**TO BE DONE**
Please reproduce the passage of the random forests exercise from "# Remove the" up to and including "print(dataset.head())", with no changes.

**DOCUMENT SEGMENT**
* Ready unit 3 (even just the draft) before starting on this unit!
* The goal of this unit is the same: to predict who won medals in the olympics
* the sport we're focussed on is Rhythmic Gymnastics
* the medal column means they won gold, silver, or bronze
* Previously was saw how a single decision tree could fit the training data very well but it was very over-fit
* The point of /this/ module is to try to avoid the overfitting that we saw with decision tress
* We will use random forests, which have already been explained in the content



# Exercise: Random forests and model architecture


In the previous exercise, we used decision trees to predict whether a Rhythmic Gymnastics athlete would win a medal in the olympics (we did not differentiate between medals).

Recall that decision trees could fit the training data very well, but they have a tendency to *overfit*, meaning that the results would degrade considerably when using the *test* set or any *unseen data*.

This time we will used *random forests* to address that overfit tendency.

We we also look at how the *model's architecture* can influence its performance.

## Data visualization and preparation

As usual, let's take another quick look at the `olympics` dataset, then split it into *train* and *test* sets:


In [None]:
import pandas
!wget https://raw.githubusercontent.com/MicrosoftDocs/mslearn-introduction-to-machine-learning/main/graphing.py
from sklearn.model_selection import train_test_split

# Import the data from the .csv file
dataset = pandas.read_csv('olympics.csv', delimiter="\t")

# Remove the male column, which we know is entirely 0s 
# (There is no male rhythmic gymnastics in the Olympics)
del dataset["Male"]

#Let's have a look at the data and the relationship we are going to model
print(dataset.head())

# Split the dataset in an 75/25 train/test ratio. 
train, test = train_test_split(dataset, test_size=0.25, random_state=1, shuffle=True)

Hopefully this looks familiar to you! If not, jump back and go through the previous exercise on decision trees.

## Decision tree

Let's quickly train our the previous decision tree to remind ourselves of its performance:

In [None]:
import numpy as np
import sklearn.tree
from sklearn.metrics import recall_score as sensitivity_score

# Make a utility method that we can re-use throughout this exercise
# To easily fit and test out model
def fit_and_test_model(model):
    '''
    Trains a model and tests it against both train and test sets
    '''  

    # Define the features that we will use all models
    features = ["Age", "Height", "Weight", "Year"]

    # Train the model
    model.fit(train[features], train.Medal)

**DATA EXCERPT**
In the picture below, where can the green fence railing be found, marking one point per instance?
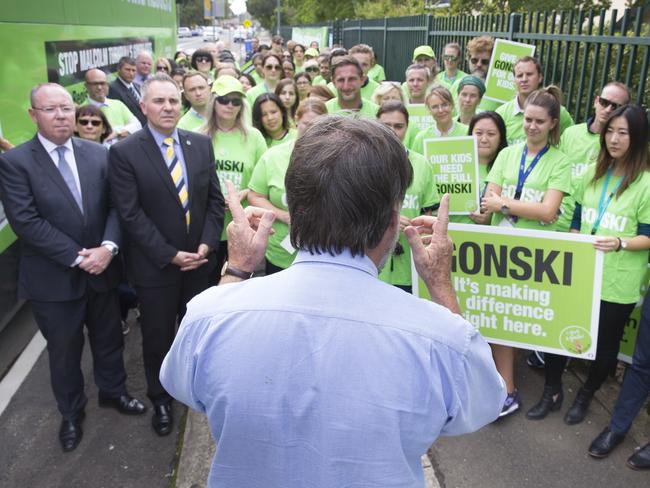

**ANSWER TO THE PROBLEM**
# Remove the male column, which we know is entirely 0s 
# (There is no male rhythmic gymnastics in the Olympics)
del dataset["Male"]

#Let's have a look at the data and the relationship we are going to model
print(dataset.head())